→ **WHAT YOU NEED TO DO**
Can you extract the lines below and reproduce each one word for word, omitting the pictures from your answer?

--- Begin ---

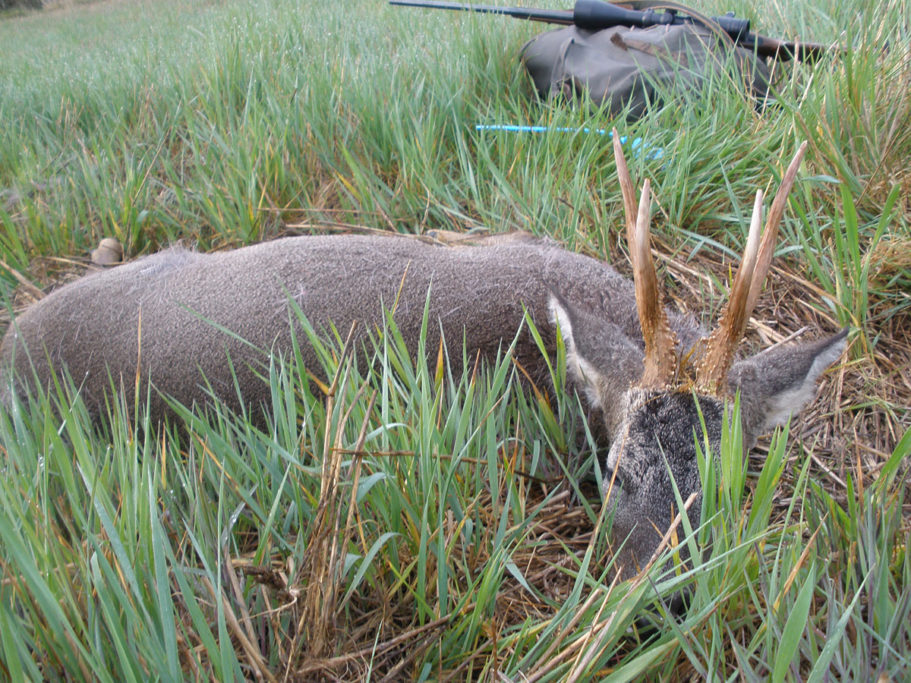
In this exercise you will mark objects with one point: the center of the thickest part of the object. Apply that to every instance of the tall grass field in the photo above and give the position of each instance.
(392, 520)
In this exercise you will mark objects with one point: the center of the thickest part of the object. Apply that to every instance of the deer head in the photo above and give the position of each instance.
(656, 424)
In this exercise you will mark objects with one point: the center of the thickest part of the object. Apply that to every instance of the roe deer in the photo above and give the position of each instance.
(650, 375)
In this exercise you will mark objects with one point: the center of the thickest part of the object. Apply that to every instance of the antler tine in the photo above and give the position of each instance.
(712, 369)
(626, 185)
(770, 235)
(660, 362)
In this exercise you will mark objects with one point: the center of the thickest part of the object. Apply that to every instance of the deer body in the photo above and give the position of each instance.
(648, 375)
(180, 315)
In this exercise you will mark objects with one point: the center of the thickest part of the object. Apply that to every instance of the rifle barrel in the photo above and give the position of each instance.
(594, 15)
(554, 16)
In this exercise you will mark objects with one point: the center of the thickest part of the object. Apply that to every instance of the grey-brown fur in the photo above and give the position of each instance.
(477, 293)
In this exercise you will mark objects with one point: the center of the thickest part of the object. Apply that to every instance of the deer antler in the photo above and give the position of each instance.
(660, 363)
(715, 362)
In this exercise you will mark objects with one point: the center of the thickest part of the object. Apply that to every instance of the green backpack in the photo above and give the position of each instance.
(638, 67)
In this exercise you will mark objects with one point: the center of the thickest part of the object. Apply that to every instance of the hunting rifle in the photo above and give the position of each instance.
(594, 15)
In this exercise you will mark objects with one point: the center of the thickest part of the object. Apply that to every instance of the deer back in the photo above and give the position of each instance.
(178, 316)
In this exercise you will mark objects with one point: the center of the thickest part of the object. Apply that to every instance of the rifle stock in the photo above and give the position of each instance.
(594, 15)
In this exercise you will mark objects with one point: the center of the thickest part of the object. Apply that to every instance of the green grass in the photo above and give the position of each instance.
(413, 519)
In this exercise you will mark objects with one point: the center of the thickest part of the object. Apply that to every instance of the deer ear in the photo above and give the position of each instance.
(776, 384)
(598, 354)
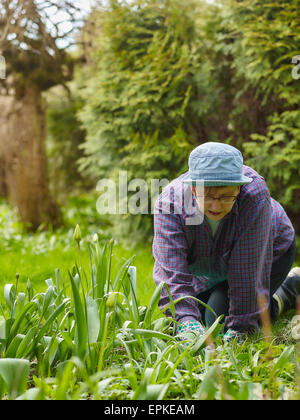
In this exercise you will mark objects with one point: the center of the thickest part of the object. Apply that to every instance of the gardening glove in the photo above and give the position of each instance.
(232, 334)
(189, 329)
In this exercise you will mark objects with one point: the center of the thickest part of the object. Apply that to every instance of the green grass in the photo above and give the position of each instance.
(135, 355)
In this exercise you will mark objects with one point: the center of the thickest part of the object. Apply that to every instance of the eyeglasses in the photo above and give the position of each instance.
(224, 199)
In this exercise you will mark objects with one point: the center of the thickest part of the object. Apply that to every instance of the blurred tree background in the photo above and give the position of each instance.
(152, 79)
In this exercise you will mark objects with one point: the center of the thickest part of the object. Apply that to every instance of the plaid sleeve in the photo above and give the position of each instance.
(170, 251)
(250, 266)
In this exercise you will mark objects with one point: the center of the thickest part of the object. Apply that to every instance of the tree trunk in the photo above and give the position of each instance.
(22, 148)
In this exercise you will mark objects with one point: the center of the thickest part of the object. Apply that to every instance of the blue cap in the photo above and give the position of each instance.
(216, 164)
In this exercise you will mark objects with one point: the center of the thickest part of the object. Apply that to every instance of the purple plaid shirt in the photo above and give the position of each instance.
(190, 260)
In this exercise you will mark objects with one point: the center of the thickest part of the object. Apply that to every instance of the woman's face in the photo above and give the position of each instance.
(218, 201)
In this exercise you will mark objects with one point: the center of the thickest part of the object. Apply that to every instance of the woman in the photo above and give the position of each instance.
(243, 247)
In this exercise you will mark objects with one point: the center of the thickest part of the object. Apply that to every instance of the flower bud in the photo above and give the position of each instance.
(110, 303)
(77, 234)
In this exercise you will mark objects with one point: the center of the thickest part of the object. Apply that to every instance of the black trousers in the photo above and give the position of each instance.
(217, 297)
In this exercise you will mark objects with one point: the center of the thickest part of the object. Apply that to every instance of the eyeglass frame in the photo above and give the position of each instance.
(211, 199)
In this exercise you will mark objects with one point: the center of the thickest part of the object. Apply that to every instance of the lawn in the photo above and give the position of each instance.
(80, 333)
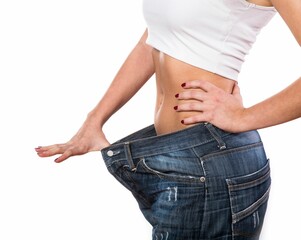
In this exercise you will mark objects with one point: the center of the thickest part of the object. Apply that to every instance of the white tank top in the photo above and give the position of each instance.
(214, 35)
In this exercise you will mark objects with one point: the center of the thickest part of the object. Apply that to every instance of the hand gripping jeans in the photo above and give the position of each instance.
(200, 183)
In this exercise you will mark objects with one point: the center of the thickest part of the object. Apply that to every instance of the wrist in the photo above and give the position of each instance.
(246, 121)
(95, 119)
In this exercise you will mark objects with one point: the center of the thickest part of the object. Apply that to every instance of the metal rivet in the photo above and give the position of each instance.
(203, 179)
(110, 153)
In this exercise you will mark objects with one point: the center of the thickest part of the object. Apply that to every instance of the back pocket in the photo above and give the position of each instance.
(248, 198)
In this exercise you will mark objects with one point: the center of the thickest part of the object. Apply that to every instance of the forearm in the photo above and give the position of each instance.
(133, 74)
(280, 108)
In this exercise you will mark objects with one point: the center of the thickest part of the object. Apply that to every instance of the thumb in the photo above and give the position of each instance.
(236, 91)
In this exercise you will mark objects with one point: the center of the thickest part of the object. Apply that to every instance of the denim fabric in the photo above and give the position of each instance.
(200, 183)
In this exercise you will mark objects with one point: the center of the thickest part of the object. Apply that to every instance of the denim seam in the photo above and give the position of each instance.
(182, 178)
(208, 157)
(241, 186)
(247, 211)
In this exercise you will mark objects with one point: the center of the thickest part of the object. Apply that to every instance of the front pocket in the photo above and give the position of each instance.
(248, 198)
(172, 169)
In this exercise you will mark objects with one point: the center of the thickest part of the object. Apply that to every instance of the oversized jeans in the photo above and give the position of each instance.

--- End ---

→ **SOLUTION TO THE EXERCISE**
In this exercise you will mark objects with one point: the center of the thickest part of the object. Apply that to every instance of the tall grass field in the photo above and give the position of each instance.
(392, 520)
In this exercise you will mark objects with one point: the center of the thickest part of the object. Apply that to every instance of the deer head in the photo above and give the position of each instance.
(656, 424)
In this exercise you will mark objects with one point: the center of the thickest part of the object. Apply that to every instance of the roe deer in the photo above and give the position of each instance.
(650, 375)
In this exercise you will mark objects with one point: the center of the thickest part of the object. Apply that to every instance of the antler tine in the photo above and give the position of each instance.
(712, 369)
(626, 185)
(770, 235)
(660, 362)
In this exercise you will mark objects with one point: the center of the thickest part of the object. Apply that to every instance of the deer body in the photo above and give the position of each instance.
(648, 375)
(180, 315)
In this exercise you will mark objects with one point: the center of the thickest part of the object. Apply that to every instance of the rifle barrel in the photo above and give the position of each instance.
(594, 15)
(554, 16)
In this exercise you will mark objects with one point: the center of the thickest part of the object. Apply that to every instance of the grey-brown fur in the photo above and give the position of each instance.
(477, 293)
In this exercise you will mark objects with one point: the center of the thickest part of the object. Apply that to every instance of the deer antler in the photo above and give the position of each instance.
(660, 363)
(715, 362)
In this exercise you will mark objects with one point: the center of the thickest part of the object. Apply that to every instance of the green backpack in the photo above and give the position of each instance.
(638, 67)
In this exercise you will mark objects with one point: the center of the thickest part of the object. Apply that to every instance of the hunting rifle in the photo above and give the position of each instance.
(594, 15)
In this exercise you will mark objects with one point: the center of the thickest part of the object. Apply that to every instance of the deer back in the photo above and give the position of each instance.
(178, 316)
In this exercise you will mark objects with one point: the center of the thickest part of the object. Apply that to every instance of the rifle stock in the photo above and give the position of each instance.
(594, 15)
In this exercise you will mark objects with one point: the center of the thickest part of the object. Apply that to every instance of the green grass in the photo above and give the position of each instance.
(413, 519)
In this exercise you will mark objects with one point: the center of the thickest part of the object. Apply that to every instance of the deer ear in the photo above and give the position of each instance.
(776, 384)
(598, 354)
In this exercise you will mark objects with one point: the center of the thickest part of the object. Apply that to every instance of the gardening glove in the photo above and give the position of each instance.
(232, 334)
(189, 329)
In this exercise you will mark objects with one point: the center of the thickest part of the object. Apply that to every instance of the green grass in the photo above and give the position of each instance.
(135, 355)
In this exercise you will mark objects with one point: the center of the thickest part of the object. Apply that to every instance of the eyeglasses in the photo above and give the position of each instance.
(224, 199)
In this exercise you will mark objects with one point: the center of the thickest part of the object. Apply that to every instance of the blurred tree background in the photo above and give the position of each instance.
(152, 79)
In this exercise you will mark objects with one point: the center of the thickest part of the object. Apply that to every instance of the plaid sleeve in the photo above and give the position of each instance.
(170, 251)
(250, 266)
In this exercise you will mark objects with one point: the center of the thickest part of the object. Apply that to every instance of the tree trunk in the photo above and give the position of each instance.
(22, 148)
In this exercise you will mark objects with one point: the center of the thickest part of the object. Apply that to every instance of the blue cap in the photo above and give the position of each instance.
(216, 164)
In this exercise you will mark objects with one point: the center of the thickest part of the object. Apply that to every instance of the purple plaid shirt in the photo above and give the position of each instance.
(190, 260)
In this exercise you will mark objects with one point: the center of the thickest part of the object. Apply that to every instance of the woman's face in the photo above and give the position of each instance.
(218, 201)
In this exercise you will mark objects with one point: the center of the thickest part of the object. Apply that to every instance of the woman in the photo above and give the position of each instance.
(243, 247)
In this exercise you will mark objects with one point: the center of the thickest part of the object. Apply that to every instance of the flower bud in the photo above and give the position of each instance.
(110, 303)
(77, 234)
In this exercise you will mark objects with one point: the center of the thickest part of the object. Apply that to every instance of the black trousers in the photo above and give the position of each instance.
(217, 297)
In this exercise you will mark objects with one point: the center of the thickest part of the object. Apply that to every instance of the eyeglass frame in the photo above and give the position of each instance.
(211, 199)
In this exercise you will mark objects with one point: the center of the thickest part of the object. Apply that to every instance of the lawn in the photo above and give the position of each instance.
(80, 333)
In this exercise you will mark objects with one point: the center of the thickest part of the object. Apply that to every instance of the white tank top in the photo above and give the position of each instance.
(214, 35)
In this exercise you will mark objects with one point: the center of the thickest part of the object. Apply that to every instance of the hand gripping jeans in the photo above and give the position of each instance.
(200, 183)
In this exercise you will mark objects with one point: the center of the thickest part of the object. Apply that to every instance of the wrist in the photo above and give the position of each instance.
(246, 121)
(95, 119)
In this exercise you will mark objects with one point: the center of the thickest part of the object. Apply that to every instance of the metal rivet in the photo above and give the position of each instance.
(203, 179)
(110, 153)
In this exercise you will mark objects with one point: the center of the thickest part of the object. Apply that to every instance of the back pocket in the photo above and give the position of each instance.
(248, 198)
In this exercise you will mark objects with one point: the center of the thickest part of the object. Apply that to every instance of the forearm in the photo above and give the position of each instance.
(133, 74)
(280, 108)
In this exercise you will mark objects with one point: the center of the thickest part of the object. Apply that to every instance of the thumb in the photo above and give the position of each instance.
(236, 91)
In this exercise you will mark objects with one point: the center of the thickest part of the object. Apply that to every instance of the denim fabric in the photo above and give the position of each instance.
(200, 183)
In this exercise you will mark objects with one point: the center of the thickest part of the object. Apply that to every instance of the denim seam in the photo above and give the position of each instance.
(182, 178)
(208, 157)
(241, 186)
(247, 211)
In this exercise you will mark objects with one point: the center of the thickest part of the object. Apply that to every instance of the front pocket in the photo above and give the position of each instance.
(248, 198)
(172, 169)
In this exercise you will mark objects with one point: the center of the thickest part of the object. Apply that to every instance of the oversized jeans in the photo above and give the position of each instance.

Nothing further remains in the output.